Я представила одинокого больного старика на темной театральной сцене, и это было первым толчком. Потом я рассказала про свою идею знакомому режиссеру Джеймсу Фуллджеймсу из театра Almeida (Елена Лангер была первым штатным композитором одного из самых известных в Лондоне театров за всю его историю. — Прим. ред.). Он придумал свести меня с врачами из Института психиатрии при лондонском King’s College. Познакомил с совершенно удивительным человеком, Саймоном Лавстоуном. Саймон, психиатр, специализирующийся на заболеваниях пожилых людей, — достаточно известный человек в Англии. Для него это тоже был, насколько я понимаю, интересный опыт. В интервью он потом сказал, что ученым, как правило, не дают голоса в произведениях искусства, про них говорят в третьем лице, но мы, сказал он, существуем, и у нас тоже есть эмоциональный отклик на страдания пациентов. А оперу назвал «настоящим руководством по обращению с больными Альцгеймером».
Почему я выбрала именно эту болезнь? Во-первых, я знала, что такого рода тема — потеря памяти — здорово сработает с поэзией и музыкой. А во-вторых, у мамы тоже было что-то похожее — в 49 лет она вдруг на несколько месяцев потеряла память, и врачи не знали почему. Она помнила только одно: у нее есть дочь в Париже. Хотя я была в Лондоне.

* _ЗАДАНИЕ A_
Объясните, пожалуйста, в одном–трех предложениях, почему в отрывке для оперы выбрана именно эта болезнь.
* _ЗАДАНИЕ B_
Дайте продолжение отрывка об опере про болезнь Альцгеймера, начиная сразу после его последней фразы.
Строки для этой работы не нужны.

* _ВЫБОРКА СТРОК_

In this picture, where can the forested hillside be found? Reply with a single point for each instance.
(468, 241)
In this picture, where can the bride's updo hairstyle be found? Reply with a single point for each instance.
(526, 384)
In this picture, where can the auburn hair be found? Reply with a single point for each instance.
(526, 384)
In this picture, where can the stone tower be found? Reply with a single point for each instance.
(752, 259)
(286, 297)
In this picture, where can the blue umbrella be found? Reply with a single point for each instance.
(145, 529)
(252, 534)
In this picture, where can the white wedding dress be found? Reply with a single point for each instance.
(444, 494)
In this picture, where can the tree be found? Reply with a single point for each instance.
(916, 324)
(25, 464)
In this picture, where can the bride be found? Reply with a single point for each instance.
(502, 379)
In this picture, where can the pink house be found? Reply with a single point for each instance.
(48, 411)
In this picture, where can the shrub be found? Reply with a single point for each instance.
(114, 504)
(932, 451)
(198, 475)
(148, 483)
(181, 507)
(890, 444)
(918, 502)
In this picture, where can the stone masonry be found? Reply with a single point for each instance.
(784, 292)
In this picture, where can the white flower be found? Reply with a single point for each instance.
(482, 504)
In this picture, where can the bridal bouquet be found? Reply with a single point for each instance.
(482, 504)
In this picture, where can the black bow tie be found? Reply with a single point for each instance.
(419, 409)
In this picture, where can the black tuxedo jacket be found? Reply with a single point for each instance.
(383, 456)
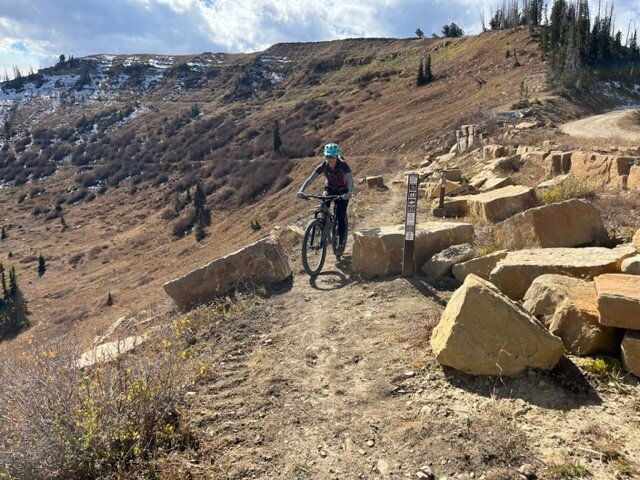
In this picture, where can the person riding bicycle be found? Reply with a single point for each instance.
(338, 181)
* * *
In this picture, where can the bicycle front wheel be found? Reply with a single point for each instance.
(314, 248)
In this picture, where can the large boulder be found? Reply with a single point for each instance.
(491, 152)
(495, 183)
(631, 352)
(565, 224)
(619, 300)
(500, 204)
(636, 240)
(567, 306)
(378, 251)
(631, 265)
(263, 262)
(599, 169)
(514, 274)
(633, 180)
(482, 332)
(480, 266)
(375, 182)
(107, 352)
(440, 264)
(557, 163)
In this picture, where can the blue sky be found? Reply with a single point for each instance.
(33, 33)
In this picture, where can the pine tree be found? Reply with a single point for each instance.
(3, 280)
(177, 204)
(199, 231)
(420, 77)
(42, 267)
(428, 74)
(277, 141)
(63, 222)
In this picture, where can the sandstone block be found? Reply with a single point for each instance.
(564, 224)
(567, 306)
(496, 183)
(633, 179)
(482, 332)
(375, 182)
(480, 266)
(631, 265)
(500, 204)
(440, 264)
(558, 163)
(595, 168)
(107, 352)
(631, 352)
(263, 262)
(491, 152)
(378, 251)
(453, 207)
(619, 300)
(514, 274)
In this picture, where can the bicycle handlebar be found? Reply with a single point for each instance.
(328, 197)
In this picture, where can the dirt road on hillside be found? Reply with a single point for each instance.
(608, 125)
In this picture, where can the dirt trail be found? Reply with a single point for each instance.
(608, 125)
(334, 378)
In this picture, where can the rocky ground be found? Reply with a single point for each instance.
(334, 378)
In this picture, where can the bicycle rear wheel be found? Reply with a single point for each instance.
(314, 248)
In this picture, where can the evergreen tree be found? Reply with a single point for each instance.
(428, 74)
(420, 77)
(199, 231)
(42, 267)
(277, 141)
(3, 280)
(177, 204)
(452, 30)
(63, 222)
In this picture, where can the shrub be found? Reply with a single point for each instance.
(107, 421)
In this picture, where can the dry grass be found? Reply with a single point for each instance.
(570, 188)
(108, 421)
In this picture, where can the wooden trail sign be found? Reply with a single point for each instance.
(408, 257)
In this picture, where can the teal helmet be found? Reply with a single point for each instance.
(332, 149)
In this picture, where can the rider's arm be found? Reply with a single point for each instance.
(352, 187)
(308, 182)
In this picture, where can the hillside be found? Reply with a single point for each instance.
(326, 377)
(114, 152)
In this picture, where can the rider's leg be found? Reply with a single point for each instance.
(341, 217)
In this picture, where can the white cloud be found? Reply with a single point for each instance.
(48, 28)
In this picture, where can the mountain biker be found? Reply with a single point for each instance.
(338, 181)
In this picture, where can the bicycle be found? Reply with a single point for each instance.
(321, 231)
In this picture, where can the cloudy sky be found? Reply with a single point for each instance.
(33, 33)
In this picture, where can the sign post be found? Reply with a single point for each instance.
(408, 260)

* _ВАШ ОТВЕТ A_
Во-первых, рассказчица знала, что тема потери памяти здорово сработает с поэзией и музыкой. Во-вторых, у ее мамы было что-то похожее: в 49 лет та вдруг на несколько месяцев потеряла память, и врачи не знали почему.

* _ВАШ ОТВЕТ B_
Готовясь к постановке, мы с либреттистом Глином Максвеллом — кстати, переводчиком Бродского — отправились в клинику. И хотя мы провели в лабораториях всего несколько дней, мы увидели абсолютно все. Например, нам показали эксперимент с дрозофилами. Этим маленьким фруктовым мушкам вживляли ген болезни Альцгеймера, и они менялись: глаза у них становились большие, красные, они начинали двигаться замедленно. Это потрясающе — они вели себя, как настоящие больные Альцгеймером. Нам показывали мозг такого больного — физиологически он меньше в размере. А в процессе постановки нас консультировала Айрис, у нее продвинутая стадия болезни. В какой-то момент она подошла ко мне и стала говорить, как ей все нравится, и говорила, говорила, а потом спрашивает: «А вы кто?» Она ничего не помнила.
Это было настолько не похоже на обычный процесс создания оперы. Но, наверное, именно поэтому Lion’s Face и не стала очередной абстрактной современной оперой, которую смотрят три с половиной человека. Мне кажется, все это превратилось во что-то значимое. Четырнадцать исполнений в лондонском театре Royal Opera House — это все-таки очень много.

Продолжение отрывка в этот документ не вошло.